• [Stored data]
::::::::
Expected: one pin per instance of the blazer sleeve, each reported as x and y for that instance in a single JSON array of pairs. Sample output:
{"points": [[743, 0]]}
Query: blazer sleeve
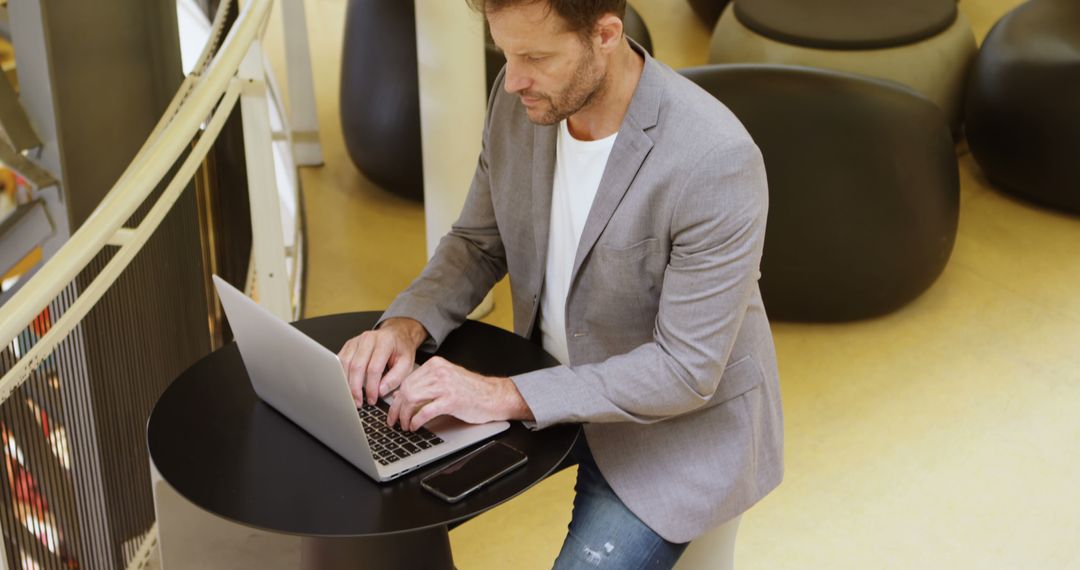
{"points": [[717, 232], [467, 263]]}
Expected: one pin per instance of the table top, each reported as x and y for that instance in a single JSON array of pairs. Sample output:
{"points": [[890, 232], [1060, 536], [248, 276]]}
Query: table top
{"points": [[224, 449]]}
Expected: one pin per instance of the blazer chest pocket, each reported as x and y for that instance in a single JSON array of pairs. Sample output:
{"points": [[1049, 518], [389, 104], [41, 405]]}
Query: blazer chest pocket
{"points": [[632, 271]]}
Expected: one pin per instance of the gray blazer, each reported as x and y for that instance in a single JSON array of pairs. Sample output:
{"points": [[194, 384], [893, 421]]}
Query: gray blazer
{"points": [[672, 369]]}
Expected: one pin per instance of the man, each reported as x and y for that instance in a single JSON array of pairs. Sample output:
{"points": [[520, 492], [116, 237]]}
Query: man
{"points": [[629, 208]]}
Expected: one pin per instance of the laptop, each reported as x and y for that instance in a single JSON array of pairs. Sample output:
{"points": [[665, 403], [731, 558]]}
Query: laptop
{"points": [[306, 382]]}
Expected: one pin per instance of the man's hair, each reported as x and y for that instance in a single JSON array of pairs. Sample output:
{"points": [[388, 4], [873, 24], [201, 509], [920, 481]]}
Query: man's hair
{"points": [[580, 15]]}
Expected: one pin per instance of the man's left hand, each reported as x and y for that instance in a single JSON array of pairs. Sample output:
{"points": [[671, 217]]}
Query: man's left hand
{"points": [[441, 388]]}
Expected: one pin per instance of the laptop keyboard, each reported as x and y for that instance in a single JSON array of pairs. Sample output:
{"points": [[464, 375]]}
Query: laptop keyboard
{"points": [[392, 444]]}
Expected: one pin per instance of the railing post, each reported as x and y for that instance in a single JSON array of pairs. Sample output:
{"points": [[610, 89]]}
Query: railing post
{"points": [[301, 93], [449, 49], [268, 242]]}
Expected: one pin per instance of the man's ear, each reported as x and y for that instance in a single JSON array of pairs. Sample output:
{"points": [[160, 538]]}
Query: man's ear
{"points": [[609, 30]]}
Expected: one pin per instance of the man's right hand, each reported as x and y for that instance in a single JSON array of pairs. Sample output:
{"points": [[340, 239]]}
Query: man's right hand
{"points": [[378, 361]]}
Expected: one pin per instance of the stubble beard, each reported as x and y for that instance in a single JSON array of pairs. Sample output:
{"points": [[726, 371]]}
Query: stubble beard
{"points": [[582, 90]]}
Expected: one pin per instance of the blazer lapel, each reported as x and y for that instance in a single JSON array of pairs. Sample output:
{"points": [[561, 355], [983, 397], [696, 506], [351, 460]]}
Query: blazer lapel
{"points": [[543, 176], [631, 148]]}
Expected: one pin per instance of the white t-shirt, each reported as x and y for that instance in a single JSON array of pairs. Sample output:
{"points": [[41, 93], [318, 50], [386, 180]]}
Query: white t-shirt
{"points": [[579, 166]]}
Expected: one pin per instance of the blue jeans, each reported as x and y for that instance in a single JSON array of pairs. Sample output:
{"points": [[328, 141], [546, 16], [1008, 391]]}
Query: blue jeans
{"points": [[603, 532]]}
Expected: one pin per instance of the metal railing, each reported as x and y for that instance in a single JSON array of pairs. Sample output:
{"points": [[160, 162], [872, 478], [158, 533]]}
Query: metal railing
{"points": [[225, 76]]}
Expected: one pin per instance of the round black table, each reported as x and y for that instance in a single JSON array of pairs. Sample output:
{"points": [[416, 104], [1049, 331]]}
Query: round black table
{"points": [[227, 451]]}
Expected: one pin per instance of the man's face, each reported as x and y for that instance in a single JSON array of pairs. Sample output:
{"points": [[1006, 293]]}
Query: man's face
{"points": [[553, 70]]}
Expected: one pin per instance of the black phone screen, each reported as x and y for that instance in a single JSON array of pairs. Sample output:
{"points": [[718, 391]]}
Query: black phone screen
{"points": [[471, 472]]}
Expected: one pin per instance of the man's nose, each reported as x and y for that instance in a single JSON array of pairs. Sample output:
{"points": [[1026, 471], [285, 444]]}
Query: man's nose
{"points": [[515, 82]]}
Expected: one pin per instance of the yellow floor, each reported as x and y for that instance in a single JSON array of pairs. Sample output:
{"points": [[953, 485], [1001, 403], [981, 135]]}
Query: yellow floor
{"points": [[944, 435]]}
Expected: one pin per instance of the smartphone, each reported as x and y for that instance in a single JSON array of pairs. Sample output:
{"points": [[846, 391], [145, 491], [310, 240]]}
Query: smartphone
{"points": [[480, 467]]}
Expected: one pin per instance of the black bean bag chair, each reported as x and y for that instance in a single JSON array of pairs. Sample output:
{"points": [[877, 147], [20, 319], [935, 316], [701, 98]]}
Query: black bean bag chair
{"points": [[863, 187], [709, 11], [632, 24], [380, 102], [1023, 109]]}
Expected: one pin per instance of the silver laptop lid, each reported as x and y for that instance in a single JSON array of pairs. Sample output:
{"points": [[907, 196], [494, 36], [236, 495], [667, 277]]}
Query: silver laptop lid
{"points": [[298, 377]]}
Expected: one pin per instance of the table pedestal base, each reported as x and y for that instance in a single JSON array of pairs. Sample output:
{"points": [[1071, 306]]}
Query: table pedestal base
{"points": [[406, 551]]}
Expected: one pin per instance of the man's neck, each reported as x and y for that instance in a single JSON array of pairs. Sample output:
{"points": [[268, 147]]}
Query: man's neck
{"points": [[603, 117]]}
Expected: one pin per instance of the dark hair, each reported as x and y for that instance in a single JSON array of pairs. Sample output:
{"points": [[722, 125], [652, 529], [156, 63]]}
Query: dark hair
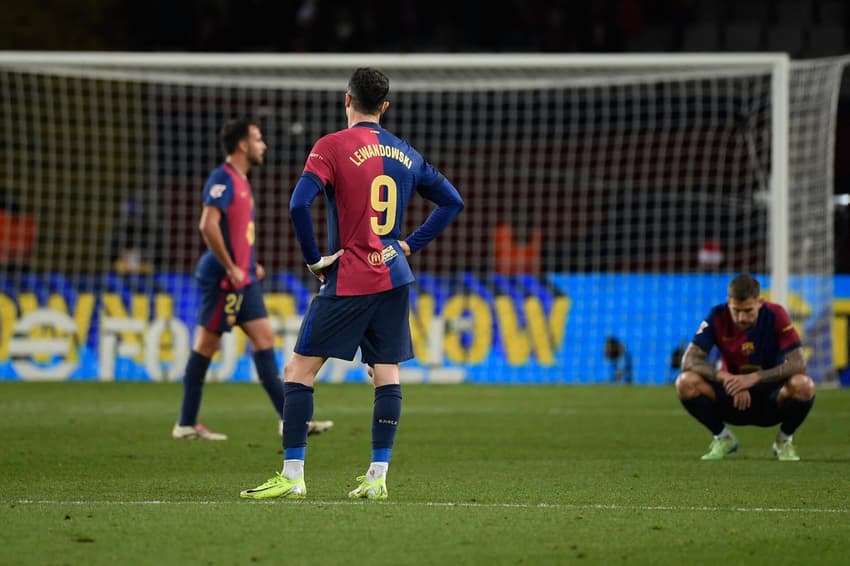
{"points": [[368, 88], [744, 287], [234, 131]]}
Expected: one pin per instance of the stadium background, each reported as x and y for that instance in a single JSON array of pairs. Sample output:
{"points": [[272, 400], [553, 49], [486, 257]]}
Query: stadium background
{"points": [[804, 29]]}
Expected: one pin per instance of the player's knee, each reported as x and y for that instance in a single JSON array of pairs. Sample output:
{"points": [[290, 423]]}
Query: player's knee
{"points": [[801, 387], [689, 385], [302, 369], [262, 341]]}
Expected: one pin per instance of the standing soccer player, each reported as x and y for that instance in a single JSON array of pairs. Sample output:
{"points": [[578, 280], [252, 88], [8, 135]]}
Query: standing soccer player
{"points": [[368, 176], [229, 277], [763, 380]]}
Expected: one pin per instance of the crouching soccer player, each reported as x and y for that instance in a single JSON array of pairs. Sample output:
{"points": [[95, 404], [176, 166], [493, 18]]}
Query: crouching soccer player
{"points": [[763, 379]]}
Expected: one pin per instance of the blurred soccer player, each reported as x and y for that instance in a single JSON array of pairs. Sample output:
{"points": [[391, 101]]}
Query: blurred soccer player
{"points": [[229, 277], [763, 379], [368, 176]]}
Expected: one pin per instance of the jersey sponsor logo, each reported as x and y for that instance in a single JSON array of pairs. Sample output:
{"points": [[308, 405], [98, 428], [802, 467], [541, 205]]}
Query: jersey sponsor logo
{"points": [[388, 253], [375, 258]]}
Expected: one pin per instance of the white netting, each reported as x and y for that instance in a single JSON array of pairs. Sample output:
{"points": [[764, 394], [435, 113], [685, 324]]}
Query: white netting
{"points": [[626, 194]]}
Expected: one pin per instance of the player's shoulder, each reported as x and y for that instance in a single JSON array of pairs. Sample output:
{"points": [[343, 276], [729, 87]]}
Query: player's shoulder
{"points": [[774, 308], [219, 175]]}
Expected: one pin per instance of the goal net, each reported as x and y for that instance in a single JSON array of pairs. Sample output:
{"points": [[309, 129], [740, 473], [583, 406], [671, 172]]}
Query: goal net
{"points": [[608, 202]]}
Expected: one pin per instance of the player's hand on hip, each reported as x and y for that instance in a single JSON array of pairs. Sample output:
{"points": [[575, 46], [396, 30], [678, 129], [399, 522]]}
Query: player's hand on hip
{"points": [[236, 275], [318, 268], [742, 400]]}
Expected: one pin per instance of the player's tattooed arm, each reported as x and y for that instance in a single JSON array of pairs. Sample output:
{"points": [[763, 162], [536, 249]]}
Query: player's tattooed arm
{"points": [[694, 359], [794, 363]]}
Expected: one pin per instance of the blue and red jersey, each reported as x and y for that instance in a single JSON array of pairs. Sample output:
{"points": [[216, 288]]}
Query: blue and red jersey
{"points": [[368, 176], [229, 191], [745, 351]]}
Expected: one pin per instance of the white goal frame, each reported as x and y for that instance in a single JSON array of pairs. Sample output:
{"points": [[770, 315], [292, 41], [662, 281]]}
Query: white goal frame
{"points": [[777, 64]]}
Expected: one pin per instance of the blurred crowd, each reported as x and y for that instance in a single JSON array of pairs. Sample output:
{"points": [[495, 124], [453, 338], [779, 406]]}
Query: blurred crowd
{"points": [[432, 26]]}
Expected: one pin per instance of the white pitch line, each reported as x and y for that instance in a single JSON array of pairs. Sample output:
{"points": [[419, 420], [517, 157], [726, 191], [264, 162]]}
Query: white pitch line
{"points": [[563, 506]]}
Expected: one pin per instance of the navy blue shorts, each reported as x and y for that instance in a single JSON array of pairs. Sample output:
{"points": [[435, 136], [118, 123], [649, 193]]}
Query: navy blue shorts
{"points": [[763, 411], [221, 310], [379, 324]]}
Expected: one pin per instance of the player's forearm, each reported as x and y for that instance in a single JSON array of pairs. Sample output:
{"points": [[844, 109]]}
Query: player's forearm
{"points": [[694, 360], [299, 211], [449, 204], [794, 363]]}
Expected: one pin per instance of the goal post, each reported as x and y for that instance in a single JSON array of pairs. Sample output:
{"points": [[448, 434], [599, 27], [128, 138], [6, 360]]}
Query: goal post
{"points": [[609, 200]]}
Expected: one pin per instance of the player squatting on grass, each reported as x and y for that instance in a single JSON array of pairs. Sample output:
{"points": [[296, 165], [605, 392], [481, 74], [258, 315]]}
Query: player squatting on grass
{"points": [[762, 380]]}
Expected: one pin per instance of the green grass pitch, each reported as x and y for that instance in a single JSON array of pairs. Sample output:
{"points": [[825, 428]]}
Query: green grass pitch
{"points": [[480, 474]]}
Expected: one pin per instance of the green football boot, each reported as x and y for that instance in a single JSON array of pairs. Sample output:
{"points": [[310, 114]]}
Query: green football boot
{"points": [[376, 489], [278, 486]]}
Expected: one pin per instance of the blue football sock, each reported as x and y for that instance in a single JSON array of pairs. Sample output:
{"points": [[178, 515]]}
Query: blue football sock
{"points": [[297, 411], [702, 409], [267, 371], [793, 413], [385, 416], [193, 386]]}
::::::::
Rewrite the records as a numbered list, from the line with "Expected: one pin per instance of the green football" through the last line of the records, leaving out any blank lines.

• [Exercise solution]
1. Expected: one pin per instance of the green football boot, each reported as x and y for that instance in a single JSON array of pairs. Sample output:
2. {"points": [[310, 114]]}
3. Query: green football boot
4. {"points": [[376, 489], [278, 486]]}
5. Expected: one pin per instance of the blue football sock, each reported as x and y for that instance in a single JSON array of pairs. Sample output:
6. {"points": [[178, 515]]}
7. Query: blue football sock
8. {"points": [[297, 411], [702, 409], [267, 371], [793, 413], [385, 416], [193, 386]]}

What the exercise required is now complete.